(Records from a dataset)

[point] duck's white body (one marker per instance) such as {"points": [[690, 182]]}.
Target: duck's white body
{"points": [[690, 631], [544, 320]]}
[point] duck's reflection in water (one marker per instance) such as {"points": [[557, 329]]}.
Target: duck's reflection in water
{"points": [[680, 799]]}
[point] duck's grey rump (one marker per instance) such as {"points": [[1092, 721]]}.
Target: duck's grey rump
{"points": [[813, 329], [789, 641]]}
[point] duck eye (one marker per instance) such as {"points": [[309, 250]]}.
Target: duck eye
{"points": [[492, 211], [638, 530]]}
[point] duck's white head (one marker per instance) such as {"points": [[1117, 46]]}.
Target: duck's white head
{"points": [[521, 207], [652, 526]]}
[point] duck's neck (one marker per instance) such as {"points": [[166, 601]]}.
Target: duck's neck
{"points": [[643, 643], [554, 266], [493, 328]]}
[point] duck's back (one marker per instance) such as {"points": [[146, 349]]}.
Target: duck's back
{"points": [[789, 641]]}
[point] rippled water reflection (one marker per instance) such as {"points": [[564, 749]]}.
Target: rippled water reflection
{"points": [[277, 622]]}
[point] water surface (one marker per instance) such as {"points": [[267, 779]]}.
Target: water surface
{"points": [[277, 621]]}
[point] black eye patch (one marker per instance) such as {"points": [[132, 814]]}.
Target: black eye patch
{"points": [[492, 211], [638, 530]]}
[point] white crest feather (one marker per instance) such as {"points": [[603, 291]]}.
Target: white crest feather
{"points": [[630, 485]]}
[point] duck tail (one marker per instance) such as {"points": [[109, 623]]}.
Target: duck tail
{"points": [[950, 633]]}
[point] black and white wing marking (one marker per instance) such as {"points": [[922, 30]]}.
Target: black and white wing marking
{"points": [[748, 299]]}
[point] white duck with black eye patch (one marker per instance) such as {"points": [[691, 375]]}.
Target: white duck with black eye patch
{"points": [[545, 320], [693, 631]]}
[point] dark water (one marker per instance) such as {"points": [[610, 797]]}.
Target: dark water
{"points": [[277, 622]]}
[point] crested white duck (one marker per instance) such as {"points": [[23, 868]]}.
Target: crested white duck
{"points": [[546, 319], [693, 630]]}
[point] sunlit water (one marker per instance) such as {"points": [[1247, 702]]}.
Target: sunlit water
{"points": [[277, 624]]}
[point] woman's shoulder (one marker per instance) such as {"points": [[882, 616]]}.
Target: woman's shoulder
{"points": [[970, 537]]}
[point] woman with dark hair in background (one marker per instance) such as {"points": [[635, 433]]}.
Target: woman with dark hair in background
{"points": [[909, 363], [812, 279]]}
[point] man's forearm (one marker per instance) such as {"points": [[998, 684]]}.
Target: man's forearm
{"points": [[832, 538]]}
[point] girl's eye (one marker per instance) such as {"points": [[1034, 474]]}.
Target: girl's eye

▸ Exercise
Extract each record, keeping it identical to the original.

▸ Problem solution
[point] duck's white body (one marker per instance) such as {"points": [[690, 182]]}.
Target: duck's white body
{"points": [[690, 631], [544, 320]]}
[point] duck's reflection in water (one marker per instance) such as {"points": [[557, 329]]}.
Target: duck's reflection in water
{"points": [[680, 799]]}
[point] duck's grey rump (one marker per instance) such as {"points": [[1092, 721]]}.
Target: duck's grey rump
{"points": [[813, 329], [789, 641]]}
[point] duck eye (one marker per instance) such as {"points": [[309, 250]]}.
Target: duck eye
{"points": [[492, 211], [638, 530]]}
[point] duck's white head (one marker per instance) such as {"points": [[1117, 46]]}.
Target: duck's white head
{"points": [[521, 207], [652, 526]]}
[point] duck's neck (one marker per instance) such as {"points": [[166, 601]]}.
Target: duck's neck
{"points": [[643, 643], [554, 266], [493, 328]]}
[point] duck's back (one marker per instance) such as {"points": [[146, 349]]}.
Target: duck's back
{"points": [[789, 641]]}
[point] rippled water reflection (one marker per instance) such as {"points": [[564, 749]]}.
Target: rippled water reflection
{"points": [[277, 622]]}
[point] water surface (one marker per instance) such as {"points": [[267, 779]]}.
Target: water surface
{"points": [[277, 621]]}
[point] black eye patch (one marker per instance) such as {"points": [[132, 814]]}.
Target: black eye patch
{"points": [[492, 211], [638, 530]]}
[point] white crest feather (one marker per instance) such as {"points": [[603, 291]]}.
Target: white crest feather
{"points": [[630, 485]]}
[point] duck tail (one marker per instance) such as {"points": [[109, 623]]}.
Target: duck tail
{"points": [[950, 633]]}
[point] black and white wing marking (one marker per instance) such as {"points": [[922, 30]]}.
Target: black and white wing marking
{"points": [[748, 299]]}
[point] white duck with black eye patch (one marker per instance) such as {"points": [[691, 375]]}.
Target: white duck with black eye patch
{"points": [[545, 320], [693, 631]]}
[point] dark water (one marker per instance) such as {"points": [[610, 797]]}.
Target: dark water
{"points": [[277, 622]]}
[point] crested white duck (one marker per instance) such as {"points": [[23, 868]]}.
Target: crested white duck
{"points": [[546, 319], [693, 630]]}
[point] sunlit water (one marker per instance) such as {"points": [[1247, 702]]}.
Target: sunlit water
{"points": [[277, 624]]}
[point] woman's shoulder (one marker per instance) such as {"points": [[882, 616]]}.
Target: woman's shoulder
{"points": [[970, 537]]}
[point] woman with dark hair in background (one marker per instance) such as {"points": [[635, 433]]}.
Target: woman with dark hair in background
{"points": [[909, 363], [812, 279]]}
[point] man's forearm (one marker per instance) such as {"points": [[998, 684]]}.
Target: man's forearm
{"points": [[832, 538]]}
[point] girl's eye (one marker per instance) such as {"points": [[1034, 474]]}.
Target: girl's eye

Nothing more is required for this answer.